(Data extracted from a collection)
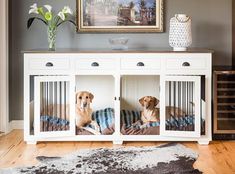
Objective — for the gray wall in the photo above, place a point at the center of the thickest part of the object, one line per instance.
(212, 28)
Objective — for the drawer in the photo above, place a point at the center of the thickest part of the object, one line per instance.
(49, 64)
(140, 64)
(196, 63)
(96, 63)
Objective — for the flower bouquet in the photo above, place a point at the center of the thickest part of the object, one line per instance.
(51, 20)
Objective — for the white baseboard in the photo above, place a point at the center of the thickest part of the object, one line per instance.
(16, 124)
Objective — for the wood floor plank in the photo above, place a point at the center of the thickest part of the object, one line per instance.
(218, 157)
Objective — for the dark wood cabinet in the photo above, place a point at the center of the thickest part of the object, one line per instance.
(224, 104)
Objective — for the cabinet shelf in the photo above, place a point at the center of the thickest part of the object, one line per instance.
(224, 105)
(226, 82)
(225, 89)
(233, 96)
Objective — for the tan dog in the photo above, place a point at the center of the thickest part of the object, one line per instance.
(150, 113)
(84, 112)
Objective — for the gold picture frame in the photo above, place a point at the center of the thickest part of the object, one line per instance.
(121, 16)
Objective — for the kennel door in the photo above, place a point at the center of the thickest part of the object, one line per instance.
(54, 105)
(180, 106)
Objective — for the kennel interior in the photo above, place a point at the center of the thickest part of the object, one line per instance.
(103, 89)
(185, 104)
(134, 87)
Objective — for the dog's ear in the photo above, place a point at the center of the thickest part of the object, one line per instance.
(156, 101)
(142, 101)
(76, 97)
(91, 96)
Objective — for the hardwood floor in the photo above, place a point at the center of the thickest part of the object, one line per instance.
(216, 158)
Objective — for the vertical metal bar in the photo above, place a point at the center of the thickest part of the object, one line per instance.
(60, 100)
(193, 103)
(174, 91)
(170, 93)
(187, 98)
(65, 83)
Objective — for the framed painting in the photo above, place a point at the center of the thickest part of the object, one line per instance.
(120, 15)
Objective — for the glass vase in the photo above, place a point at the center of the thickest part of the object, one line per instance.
(51, 36)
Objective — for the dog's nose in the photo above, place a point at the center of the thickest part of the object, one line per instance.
(85, 104)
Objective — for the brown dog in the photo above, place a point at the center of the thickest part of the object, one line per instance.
(84, 112)
(150, 113)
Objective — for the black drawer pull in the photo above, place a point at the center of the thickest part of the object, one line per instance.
(140, 64)
(49, 64)
(186, 64)
(95, 64)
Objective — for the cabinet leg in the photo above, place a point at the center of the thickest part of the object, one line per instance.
(31, 142)
(203, 142)
(118, 142)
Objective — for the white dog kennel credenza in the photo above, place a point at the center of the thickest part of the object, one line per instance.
(181, 81)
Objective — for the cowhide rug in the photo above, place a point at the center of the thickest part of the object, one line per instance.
(165, 159)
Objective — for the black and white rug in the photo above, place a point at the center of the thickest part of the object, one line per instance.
(165, 159)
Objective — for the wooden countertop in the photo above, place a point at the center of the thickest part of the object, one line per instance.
(144, 50)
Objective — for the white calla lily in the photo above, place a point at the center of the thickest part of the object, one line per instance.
(34, 9)
(61, 15)
(67, 10)
(48, 7)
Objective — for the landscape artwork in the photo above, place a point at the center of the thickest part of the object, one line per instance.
(120, 15)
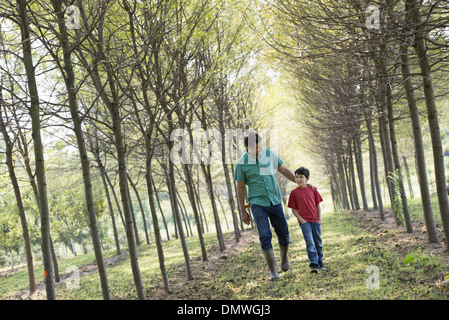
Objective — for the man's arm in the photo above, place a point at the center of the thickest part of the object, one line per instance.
(287, 173)
(241, 199)
(296, 214)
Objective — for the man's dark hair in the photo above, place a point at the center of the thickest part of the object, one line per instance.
(304, 171)
(251, 139)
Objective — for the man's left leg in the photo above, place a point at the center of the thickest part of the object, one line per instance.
(279, 223)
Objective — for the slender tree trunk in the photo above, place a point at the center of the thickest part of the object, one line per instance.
(18, 196)
(69, 78)
(375, 173)
(95, 150)
(160, 208)
(419, 148)
(141, 209)
(360, 171)
(38, 149)
(157, 231)
(432, 114)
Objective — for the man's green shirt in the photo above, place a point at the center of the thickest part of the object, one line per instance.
(259, 177)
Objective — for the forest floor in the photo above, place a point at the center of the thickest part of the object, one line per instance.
(354, 244)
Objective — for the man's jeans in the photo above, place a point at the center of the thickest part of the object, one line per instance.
(277, 218)
(312, 236)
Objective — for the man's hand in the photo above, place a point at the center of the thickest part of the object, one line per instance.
(245, 216)
(302, 220)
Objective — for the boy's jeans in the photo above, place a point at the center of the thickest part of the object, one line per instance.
(276, 216)
(312, 236)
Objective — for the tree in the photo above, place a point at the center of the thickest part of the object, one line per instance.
(38, 148)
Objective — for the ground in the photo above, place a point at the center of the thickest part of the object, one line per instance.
(353, 242)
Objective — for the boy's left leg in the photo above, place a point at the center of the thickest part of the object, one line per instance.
(307, 232)
(316, 234)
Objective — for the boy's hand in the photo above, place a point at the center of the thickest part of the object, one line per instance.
(245, 216)
(301, 220)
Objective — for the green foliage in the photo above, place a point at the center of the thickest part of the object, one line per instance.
(421, 258)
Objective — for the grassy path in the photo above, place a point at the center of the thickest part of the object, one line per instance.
(353, 244)
(352, 247)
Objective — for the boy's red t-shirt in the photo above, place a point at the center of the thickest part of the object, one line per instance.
(305, 201)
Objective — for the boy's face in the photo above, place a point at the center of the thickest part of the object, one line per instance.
(301, 180)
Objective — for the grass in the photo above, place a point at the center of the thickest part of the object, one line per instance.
(349, 251)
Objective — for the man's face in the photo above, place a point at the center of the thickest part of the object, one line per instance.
(301, 180)
(256, 148)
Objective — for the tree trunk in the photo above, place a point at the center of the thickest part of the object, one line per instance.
(69, 78)
(419, 148)
(360, 171)
(432, 115)
(141, 209)
(18, 196)
(375, 173)
(38, 150)
(156, 229)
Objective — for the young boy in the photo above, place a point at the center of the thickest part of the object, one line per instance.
(305, 204)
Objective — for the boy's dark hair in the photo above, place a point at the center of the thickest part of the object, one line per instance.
(251, 139)
(304, 171)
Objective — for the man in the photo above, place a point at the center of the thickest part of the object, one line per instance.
(256, 169)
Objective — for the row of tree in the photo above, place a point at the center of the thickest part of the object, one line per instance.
(118, 78)
(362, 70)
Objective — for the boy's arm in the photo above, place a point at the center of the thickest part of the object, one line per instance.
(287, 173)
(296, 214)
(318, 209)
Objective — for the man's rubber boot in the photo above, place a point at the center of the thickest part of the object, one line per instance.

**HOW TO COMPLETE THIS TASK**
None of the pictures should be copied, but every record above must be returned exactly.

**EXERCISE SOLUTION**
Objective — for the gray wall in the photo above, place a point at the center of the thickest part of the object, one line per instance.
(212, 28)
Objective — for the drawer in the photo above, place a point at the center of the thickest part of the object, one line per instance.
(49, 64)
(140, 64)
(196, 63)
(96, 63)
Objective — for the flower bouquet in the photo above, place a point at the center of the thickest part of the object, one line per instance.
(51, 20)
Objective — for the white baseboard in the photo above, place a point at the center of the thickest part of the object, one line per instance.
(16, 124)
Objective — for the wood floor plank in the photo above, place a point at the center of the thickest part of the object, one line per instance.
(218, 157)
Objective — for the dark wood cabinet in the photo above, place a point at the center of the thickest part of the object, one line per instance.
(224, 104)
Objective — for the cabinet shelf in the photo above, place a point at the center of the thickest part of the object, one line per instance.
(224, 105)
(226, 82)
(225, 89)
(233, 96)
Objective — for the tan dog in the photo above, place a point at the center of the thickest part of the object, one line per instance.
(150, 113)
(84, 112)
Objective — for the gold picture frame in the photo above, place a point at the center of the thickest part of the object, one line per instance.
(121, 16)
Objective — for the kennel door in the photo above, place a point at the center of the thickest part of the object, one line per instance.
(54, 105)
(180, 106)
Objective — for the kennel interior in the photo above, place a point at the center of the thickest part of the object, one line per instance.
(103, 89)
(185, 104)
(134, 87)
Objective — for the dog's ear in the photo above, place a point at the center of the thickest part of the object, one line per instance.
(156, 101)
(142, 101)
(76, 97)
(91, 96)
Objective — for the hardwood floor in the photo above, place a point at the center of the thickest part of the object, one line per instance.
(216, 158)
Objective — for the vertical metal bar in the photo above, place a point at the center of the thickest part of the object, one line per instance.
(60, 100)
(193, 103)
(174, 91)
(170, 93)
(187, 98)
(65, 83)
Objective — for the framed painting in the photo above, place a point at the center of the thickest part of the object, one line per instance.
(120, 15)
Objective — for the glass vase in the photo above, place a point at the center of the thickest part of the object, one line per instance.
(51, 36)
Objective — for the dog's nose in the photo above, place a point at the center of the thickest part of the object, one line per instance.
(85, 104)
Objective — for the brown dog in the photo above, place a point at the center of the thickest part of the object, one line per instance.
(84, 112)
(150, 113)
Objective — for the black drawer pull in the photo above, place a point at the center of the thickest part of the object, one line per instance.
(140, 64)
(49, 64)
(186, 64)
(95, 64)
Objective — for the cabinet leg in the photo above, place a point at the center of the thickest part of the object, one line per instance.
(31, 142)
(203, 142)
(118, 142)
Objective — for the white dog kennel credenza in the photo above, place a point at the center of the thickest part of the object, one line per instance.
(181, 81)
Objective — for the cowhide rug in the photo above, place a point at the center of the thickest part of the object, one line per instance.
(165, 159)
Objective — for the black and white rug in the photo above, place a point at the center of the thickest part of the object, one line per instance.
(165, 159)
Objective — for the wooden countertop in the photo above, place a point at the center of the thickest part of the object, one line per instance.
(144, 50)
Objective — for the white calla lily in the photo above, place a point at the center of the thickest part of the object, one line per instance.
(34, 9)
(61, 15)
(67, 10)
(48, 7)
Objective — for the landscape artwork in the photo above, place a point at the center of the thickest part of the object, one line per instance.
(120, 15)
Objective — for the man's arm in the photo above, place a point at the center of the thickest part of the object, one line per instance.
(287, 173)
(241, 199)
(296, 214)
Objective — for the man's dark hair in the photo above, place a point at the center of the thickest part of the object, one line per instance.
(304, 171)
(251, 139)
Objective — for the man's left leg in the photo above, place a point at the center of the thickest part of the object, one line per instance.
(279, 223)
Objective — for the slender tree trunk in the photo above, place a point at the center of the thickest part of the object, one line per instance.
(18, 196)
(69, 78)
(375, 173)
(95, 150)
(160, 208)
(419, 148)
(141, 209)
(360, 171)
(38, 149)
(157, 231)
(432, 114)
Objective — for the man's green shirt in the photo above, place a point at the center of the thickest part of the object, one line per instance.
(259, 177)
Objective — for the forest floor in the photo above, place a point at the center of the thickest part of the object, one line per instance.
(354, 244)
Objective — for the man's jeans in the photo above, place a point at the center of the thickest part of the object, one line per instance.
(277, 218)
(312, 236)
Objective — for the man's hand in the photo above, place a point at the center of the thickest part of the object, one line per instance.
(245, 216)
(302, 220)
Objective — for the boy's jeans in the photo above, place a point at the center of the thickest part of the object, one line per instance.
(276, 216)
(312, 236)
Objective — for the tree in the photo above, place a point at the center of the thickest part of the object, one line per instance.
(38, 148)
Objective — for the ground in the photo above, place a point at the center of the thickest part of the object, one line per instance.
(353, 242)
Objective — for the boy's left leg in the photo above, place a point at the center of the thickest part of the object, one line per instance.
(307, 232)
(316, 234)
Objective — for the boy's hand in the photo above, place a point at the center of the thickest part of the object, one line per instance.
(245, 216)
(301, 220)
Objective — for the green foliage in the photo above, place a point at the center of the thickest part of the object, one line per instance.
(421, 258)
Objective — for the grassy path in the photo above, place a point at the center of the thickest part of the object, one line per instance.
(353, 244)
(352, 247)
Objective — for the boy's red t-shirt in the photo above, place a point at the center of the thickest part of the object, one line per instance.
(305, 201)
Objective — for the boy's face in the photo above, place a point at the center of the thickest part of the object, one line per instance.
(301, 180)
Objective — for the grass in the photo above, place a point at the center of the thickest part of the object, one line per instance.
(349, 251)
Objective — for the man's face in the photo above, place a point at the center of the thickest part of the object, one line per instance.
(301, 180)
(256, 148)
Objective — for the tree trunk in the photo above, place a point at the center of the thickest part of the object, one line per instance.
(69, 78)
(419, 148)
(360, 171)
(432, 115)
(141, 209)
(18, 196)
(375, 173)
(38, 150)
(156, 229)
Objective — for the young boy in the photo above, place a point at the center of the thickest part of the object, one line per instance.
(305, 204)
Objective — for the boy's dark hair in the photo above, place a point at the center of the thickest part of the object, one line per instance.
(251, 139)
(304, 171)
Objective — for the man in the photo above, place a point at the center of the thickest part of the object, one line per instance.
(256, 169)
Objective — for the row of tree in the photo above, place a point at the center of the thickest part of the object, one line per instance.
(118, 78)
(362, 70)
Objective — for the boy's arm in the photo above, place a point at the center of the thickest part of the object, one line per instance.
(287, 173)
(296, 214)
(318, 209)
Objective — for the man's rubber boot in the photo above, place a point at the center of the thickest part of the object, one line per instance.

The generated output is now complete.